* BEGIN PROVIDED MATERIAL *

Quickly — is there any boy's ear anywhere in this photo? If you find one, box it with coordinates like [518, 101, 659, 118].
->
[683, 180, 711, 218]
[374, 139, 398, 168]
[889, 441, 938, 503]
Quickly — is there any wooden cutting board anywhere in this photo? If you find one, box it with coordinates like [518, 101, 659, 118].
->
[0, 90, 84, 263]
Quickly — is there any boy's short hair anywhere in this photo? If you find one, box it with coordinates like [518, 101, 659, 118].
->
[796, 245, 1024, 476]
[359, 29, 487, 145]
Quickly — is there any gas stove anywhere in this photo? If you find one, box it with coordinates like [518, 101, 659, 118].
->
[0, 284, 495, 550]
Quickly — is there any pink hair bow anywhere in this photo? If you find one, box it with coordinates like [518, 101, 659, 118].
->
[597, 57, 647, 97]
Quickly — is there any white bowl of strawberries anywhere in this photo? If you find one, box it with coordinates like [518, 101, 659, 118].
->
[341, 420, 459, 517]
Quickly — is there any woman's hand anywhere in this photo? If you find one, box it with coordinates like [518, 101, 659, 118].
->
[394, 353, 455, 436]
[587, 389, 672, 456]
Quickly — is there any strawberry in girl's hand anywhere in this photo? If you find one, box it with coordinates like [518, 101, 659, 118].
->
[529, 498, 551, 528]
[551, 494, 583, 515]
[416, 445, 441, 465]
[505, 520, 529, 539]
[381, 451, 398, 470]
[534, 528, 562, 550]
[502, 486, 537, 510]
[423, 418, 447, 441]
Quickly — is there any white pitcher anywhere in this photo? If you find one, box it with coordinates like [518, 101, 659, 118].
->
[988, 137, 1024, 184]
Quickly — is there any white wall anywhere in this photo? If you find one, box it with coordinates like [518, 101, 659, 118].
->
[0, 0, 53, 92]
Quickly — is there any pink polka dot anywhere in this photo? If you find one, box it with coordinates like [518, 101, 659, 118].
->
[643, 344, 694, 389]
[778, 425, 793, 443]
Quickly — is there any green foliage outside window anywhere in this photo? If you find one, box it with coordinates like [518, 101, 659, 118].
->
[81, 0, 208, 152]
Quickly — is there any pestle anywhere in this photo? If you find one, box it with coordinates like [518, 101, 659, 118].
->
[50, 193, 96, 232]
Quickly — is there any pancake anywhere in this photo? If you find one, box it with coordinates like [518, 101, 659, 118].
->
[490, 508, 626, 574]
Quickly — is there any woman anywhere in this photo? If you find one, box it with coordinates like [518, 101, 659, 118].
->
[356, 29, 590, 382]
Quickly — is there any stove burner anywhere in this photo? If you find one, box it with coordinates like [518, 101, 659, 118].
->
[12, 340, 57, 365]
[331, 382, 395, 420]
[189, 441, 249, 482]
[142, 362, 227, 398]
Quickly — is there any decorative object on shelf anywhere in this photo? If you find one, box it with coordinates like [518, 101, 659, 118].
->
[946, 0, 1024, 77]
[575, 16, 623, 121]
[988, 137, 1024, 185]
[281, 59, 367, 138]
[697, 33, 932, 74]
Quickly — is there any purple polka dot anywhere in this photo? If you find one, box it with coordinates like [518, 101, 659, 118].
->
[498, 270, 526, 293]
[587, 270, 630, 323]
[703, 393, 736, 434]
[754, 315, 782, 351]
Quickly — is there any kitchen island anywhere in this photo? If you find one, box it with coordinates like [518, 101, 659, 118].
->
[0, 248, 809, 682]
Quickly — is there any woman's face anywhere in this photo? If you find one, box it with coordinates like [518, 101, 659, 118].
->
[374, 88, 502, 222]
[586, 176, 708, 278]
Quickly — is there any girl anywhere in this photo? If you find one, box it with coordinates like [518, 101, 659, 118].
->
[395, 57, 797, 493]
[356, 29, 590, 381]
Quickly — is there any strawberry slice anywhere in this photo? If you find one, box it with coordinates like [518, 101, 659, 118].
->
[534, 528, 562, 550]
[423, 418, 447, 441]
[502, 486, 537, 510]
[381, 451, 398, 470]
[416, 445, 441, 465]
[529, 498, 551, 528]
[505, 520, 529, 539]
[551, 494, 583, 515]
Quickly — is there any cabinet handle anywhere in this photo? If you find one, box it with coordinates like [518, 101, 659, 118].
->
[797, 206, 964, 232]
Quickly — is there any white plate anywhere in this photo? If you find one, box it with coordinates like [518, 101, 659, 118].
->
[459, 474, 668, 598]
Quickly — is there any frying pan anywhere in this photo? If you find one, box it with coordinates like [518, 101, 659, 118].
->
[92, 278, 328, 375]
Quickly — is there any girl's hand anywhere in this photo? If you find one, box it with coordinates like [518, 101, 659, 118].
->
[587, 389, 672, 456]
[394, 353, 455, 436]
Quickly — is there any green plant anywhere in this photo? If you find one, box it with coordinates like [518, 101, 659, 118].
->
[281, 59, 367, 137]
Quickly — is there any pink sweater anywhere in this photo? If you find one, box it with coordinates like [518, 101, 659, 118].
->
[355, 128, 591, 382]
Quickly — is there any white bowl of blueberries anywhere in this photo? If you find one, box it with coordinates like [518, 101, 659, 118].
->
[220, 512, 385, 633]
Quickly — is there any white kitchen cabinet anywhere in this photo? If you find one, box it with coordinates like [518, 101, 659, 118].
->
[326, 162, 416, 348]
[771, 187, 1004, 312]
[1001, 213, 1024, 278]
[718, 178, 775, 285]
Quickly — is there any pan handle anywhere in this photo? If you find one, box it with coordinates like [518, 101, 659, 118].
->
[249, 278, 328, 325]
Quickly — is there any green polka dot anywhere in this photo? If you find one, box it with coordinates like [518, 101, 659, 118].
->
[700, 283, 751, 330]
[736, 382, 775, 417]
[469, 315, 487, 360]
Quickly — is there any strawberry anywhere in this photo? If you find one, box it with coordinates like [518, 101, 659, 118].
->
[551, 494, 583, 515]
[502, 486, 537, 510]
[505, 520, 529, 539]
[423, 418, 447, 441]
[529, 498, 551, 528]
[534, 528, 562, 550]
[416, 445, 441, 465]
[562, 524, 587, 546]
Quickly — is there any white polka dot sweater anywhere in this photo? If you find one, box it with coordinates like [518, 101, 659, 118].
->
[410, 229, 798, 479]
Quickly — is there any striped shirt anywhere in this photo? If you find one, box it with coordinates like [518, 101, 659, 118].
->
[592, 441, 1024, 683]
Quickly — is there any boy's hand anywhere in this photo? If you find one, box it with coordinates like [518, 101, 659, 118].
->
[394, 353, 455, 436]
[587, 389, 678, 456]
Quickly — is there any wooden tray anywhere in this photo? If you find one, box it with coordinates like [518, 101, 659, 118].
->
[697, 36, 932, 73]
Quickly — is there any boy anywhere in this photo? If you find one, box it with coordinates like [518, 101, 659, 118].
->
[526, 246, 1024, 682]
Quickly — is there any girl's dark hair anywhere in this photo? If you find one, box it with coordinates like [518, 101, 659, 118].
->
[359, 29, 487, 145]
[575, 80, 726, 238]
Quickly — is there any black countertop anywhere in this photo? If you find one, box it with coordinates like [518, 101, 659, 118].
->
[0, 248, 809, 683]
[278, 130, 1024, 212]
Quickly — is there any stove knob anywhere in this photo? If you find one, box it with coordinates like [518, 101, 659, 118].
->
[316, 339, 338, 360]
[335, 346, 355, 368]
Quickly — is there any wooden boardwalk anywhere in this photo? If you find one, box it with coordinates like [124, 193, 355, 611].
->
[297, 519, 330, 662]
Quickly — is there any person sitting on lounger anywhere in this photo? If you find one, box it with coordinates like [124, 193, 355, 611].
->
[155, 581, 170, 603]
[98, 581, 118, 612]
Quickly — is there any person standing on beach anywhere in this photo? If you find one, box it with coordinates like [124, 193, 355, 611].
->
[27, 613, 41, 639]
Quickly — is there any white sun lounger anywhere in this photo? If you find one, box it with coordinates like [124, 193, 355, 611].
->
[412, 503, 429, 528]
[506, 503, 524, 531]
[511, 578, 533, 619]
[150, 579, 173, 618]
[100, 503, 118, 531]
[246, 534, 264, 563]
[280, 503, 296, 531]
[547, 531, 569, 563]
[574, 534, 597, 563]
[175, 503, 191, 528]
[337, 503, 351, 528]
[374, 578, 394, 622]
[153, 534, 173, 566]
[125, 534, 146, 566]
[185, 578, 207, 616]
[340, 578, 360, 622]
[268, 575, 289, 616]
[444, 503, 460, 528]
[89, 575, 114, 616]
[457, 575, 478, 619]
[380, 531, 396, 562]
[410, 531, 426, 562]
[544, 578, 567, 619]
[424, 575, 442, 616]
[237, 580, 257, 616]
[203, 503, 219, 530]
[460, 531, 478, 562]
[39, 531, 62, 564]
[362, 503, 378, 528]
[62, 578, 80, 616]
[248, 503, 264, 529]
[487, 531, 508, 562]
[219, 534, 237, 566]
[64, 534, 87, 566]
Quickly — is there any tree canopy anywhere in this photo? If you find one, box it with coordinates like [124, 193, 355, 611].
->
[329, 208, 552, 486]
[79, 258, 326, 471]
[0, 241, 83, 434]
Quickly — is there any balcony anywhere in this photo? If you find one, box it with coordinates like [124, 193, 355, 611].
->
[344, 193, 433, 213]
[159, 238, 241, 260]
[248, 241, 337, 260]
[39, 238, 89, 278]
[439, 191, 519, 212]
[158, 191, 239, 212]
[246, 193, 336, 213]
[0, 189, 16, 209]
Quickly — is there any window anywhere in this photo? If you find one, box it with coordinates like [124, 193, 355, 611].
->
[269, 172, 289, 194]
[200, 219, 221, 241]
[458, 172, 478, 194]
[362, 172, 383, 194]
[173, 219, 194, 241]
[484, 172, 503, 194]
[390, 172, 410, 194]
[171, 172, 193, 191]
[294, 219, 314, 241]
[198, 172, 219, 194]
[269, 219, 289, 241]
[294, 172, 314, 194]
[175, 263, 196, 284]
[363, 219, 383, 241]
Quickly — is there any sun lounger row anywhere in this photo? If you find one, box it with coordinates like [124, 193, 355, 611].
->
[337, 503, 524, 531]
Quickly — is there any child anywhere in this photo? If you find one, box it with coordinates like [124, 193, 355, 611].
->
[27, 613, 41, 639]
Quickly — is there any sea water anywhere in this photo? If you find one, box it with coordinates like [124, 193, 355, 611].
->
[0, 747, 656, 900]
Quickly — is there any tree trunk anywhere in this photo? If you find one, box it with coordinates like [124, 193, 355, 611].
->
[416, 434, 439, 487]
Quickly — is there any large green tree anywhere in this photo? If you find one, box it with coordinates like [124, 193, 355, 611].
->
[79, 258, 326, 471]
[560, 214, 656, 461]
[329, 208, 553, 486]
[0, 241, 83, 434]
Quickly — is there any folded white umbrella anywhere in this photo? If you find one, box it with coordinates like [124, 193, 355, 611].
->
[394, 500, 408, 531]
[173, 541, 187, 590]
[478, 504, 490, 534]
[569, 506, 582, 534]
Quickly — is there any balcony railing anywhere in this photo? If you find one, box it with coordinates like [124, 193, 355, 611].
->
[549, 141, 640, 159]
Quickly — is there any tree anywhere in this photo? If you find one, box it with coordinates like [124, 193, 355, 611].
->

* END PROVIDED MATERIAL *

» DIRECTIONS
Collect every line above that contains the word "bowl".

» RESPONSE
Quickly — is there any white bowl of strawberries anywhere in this photo? If you find one, box it with coordinates like [518, 101, 659, 118].
Quickly — is there any white bowl of blueberries anywhere in this photo? If you find one, box it with coordinates like [518, 101, 659, 118].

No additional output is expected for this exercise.